(WHAT IS REQUIRED):
Please rewrite the material below, swapping every "photo" for "image" and changing nothing else. Leave the pictures out.

=== DATASET ===

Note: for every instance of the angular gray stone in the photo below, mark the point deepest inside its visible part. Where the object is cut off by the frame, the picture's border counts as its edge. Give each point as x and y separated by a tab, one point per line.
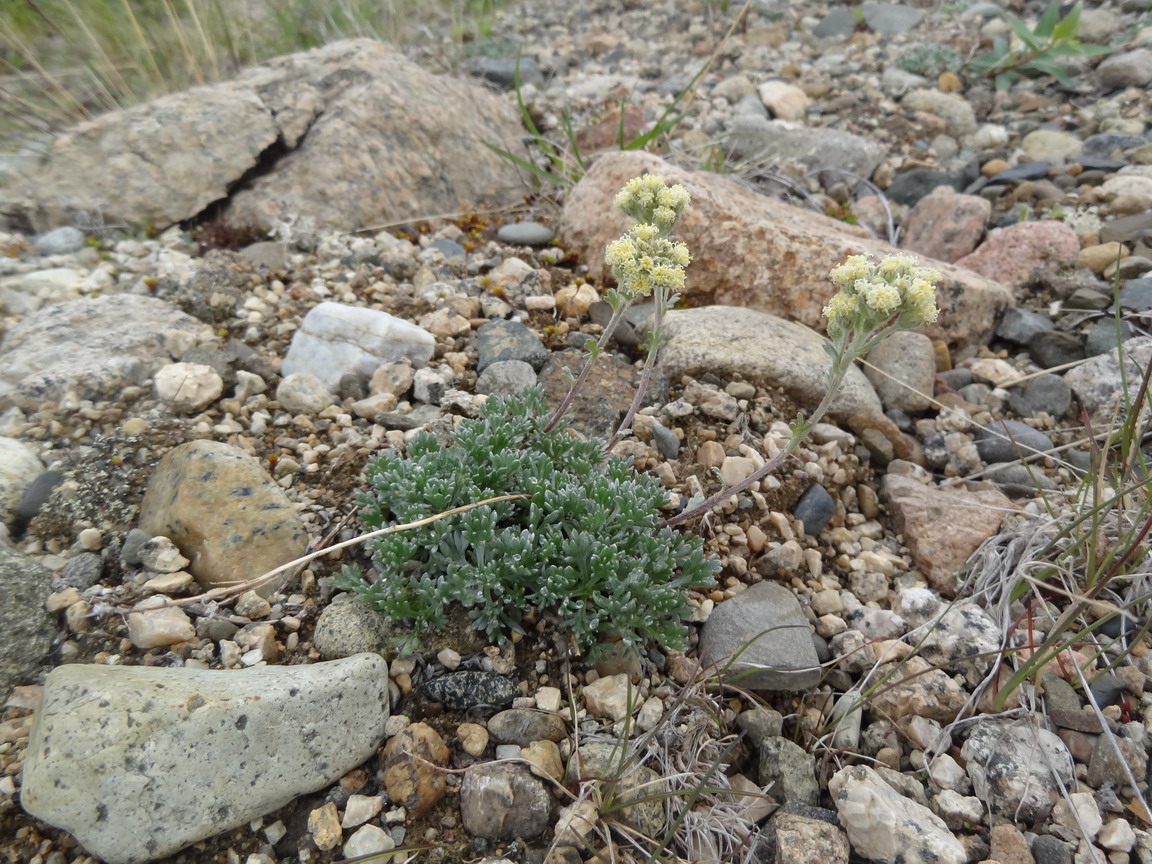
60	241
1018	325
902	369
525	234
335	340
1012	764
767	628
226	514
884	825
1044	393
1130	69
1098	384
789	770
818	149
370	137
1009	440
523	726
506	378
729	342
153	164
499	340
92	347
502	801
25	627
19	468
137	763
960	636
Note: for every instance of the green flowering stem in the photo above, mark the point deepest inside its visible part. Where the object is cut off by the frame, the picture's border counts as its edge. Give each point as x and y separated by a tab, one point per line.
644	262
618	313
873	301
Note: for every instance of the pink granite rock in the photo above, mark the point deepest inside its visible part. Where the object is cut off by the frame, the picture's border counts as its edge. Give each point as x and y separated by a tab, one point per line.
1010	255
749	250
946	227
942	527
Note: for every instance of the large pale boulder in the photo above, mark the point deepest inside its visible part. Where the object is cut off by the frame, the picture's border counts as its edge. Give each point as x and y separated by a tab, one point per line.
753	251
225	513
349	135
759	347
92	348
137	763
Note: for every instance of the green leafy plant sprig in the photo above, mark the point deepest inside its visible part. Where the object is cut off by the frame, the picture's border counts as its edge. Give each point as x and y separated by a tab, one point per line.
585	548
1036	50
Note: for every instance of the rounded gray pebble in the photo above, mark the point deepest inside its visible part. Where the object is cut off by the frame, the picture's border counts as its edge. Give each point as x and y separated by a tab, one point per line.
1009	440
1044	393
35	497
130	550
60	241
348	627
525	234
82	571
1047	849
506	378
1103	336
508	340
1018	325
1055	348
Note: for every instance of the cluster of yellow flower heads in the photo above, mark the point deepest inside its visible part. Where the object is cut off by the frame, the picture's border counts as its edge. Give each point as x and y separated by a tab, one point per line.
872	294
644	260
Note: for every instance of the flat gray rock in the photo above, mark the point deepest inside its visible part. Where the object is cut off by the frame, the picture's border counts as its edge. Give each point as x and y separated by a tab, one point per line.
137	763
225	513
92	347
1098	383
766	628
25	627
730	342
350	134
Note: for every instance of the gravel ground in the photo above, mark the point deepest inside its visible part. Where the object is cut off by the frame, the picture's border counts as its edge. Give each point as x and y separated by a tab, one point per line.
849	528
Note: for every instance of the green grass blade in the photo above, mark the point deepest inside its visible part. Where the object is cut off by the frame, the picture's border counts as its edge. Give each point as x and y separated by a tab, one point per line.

===

(ANSWER TO THE PROBLEM):
Note: for every instance of the angular gray stone in the image below, mark the point deepest inside its visible part. Where the object is cut off by the frame, the picture's border counts as its edge. Give each point as x and y separated by a tab, one point per line.
60	241
1018	325
902	369
525	234
335	340
1012	764
767	628
226	514
884	825
1044	393
1130	69
1098	384
789	770
818	149
370	137
1009	440
523	726
506	378
729	342
153	164
499	340
92	347
502	801
25	627
19	468
137	763
960	636
Note: for every instance of the green flowering stem in the image above, mark the point deepest inside its visible part. Where the object is cut off by the frame, the picture's border counts as its edge. Give each point as x and y separated by a tab, one point per line.
644	262
618	313
873	301
Note: for every instance of the pink granite rock in the image above, mark the point deepest inside its visible part. Where the object is cut off by the frame, the picture's border counts as its edge. Give each point as x and y separated by a tab, one point per line.
1010	255
749	250
946	227
942	527
Note: for every instance of the large pale boulder in the image above, mark the point deepest inside its visible part. Where the object is cut off by the frame, the picture's border counts as its edge. Give each point as x and y separated by a tab, one point per line.
753	251
225	513
349	135
759	347
92	348
137	763
Note: for every instance of the green leafy plant sprig in the image above, mark the point deepest inside its visible part. Where the object is cut off by the frame, the picture's border counts as its edge. Give each point as x and y separated by a tab, one point per line.
585	548
1036	50
Note: for every instance of the rounded gray pebble in the image above, mark the point deepest inside its visible part. Where the object is cut off by the frame, the picture's border counts as its edge. Give each point as x and y separated by a tab, one point per line.
1009	440
1044	393
35	497
130	550
60	241
348	627
525	234
82	571
1047	849
506	378
1103	336
508	340
1018	325
1055	348
Note: for every instance of the cluster of yellow flower heads in the image above, mark the point deepest inside its visible part. Where the object is cut off by the frame, the picture's border counts as its edge. Give each point as x and y separated by a tab, one point per line.
872	294
644	260
Note: for every instance of the flat gray rock in the image above, mark the point deepest inside its visible part. Where the object is cut off by the frame, the picture's border counts as its edge. Give each point as x and y separated by a tab, one point per line.
137	763
225	513
92	347
1098	383
766	628
25	627
730	342
350	134
Note: for every instance of the gravel ground in the image above, mark the point deepest inside its visible part. Where the object is cut off by the frame, the picture's border counts as its edge. Give each point as x and y separated by a tab, one point per line.
849	528
Note: for every instance of the green grass blade in the image above, mark the point deepest inside its visible part. Where the object is cut off by the frame, the picture's border counts as its edge. Give each point as x and y separated by a tab, one point per line.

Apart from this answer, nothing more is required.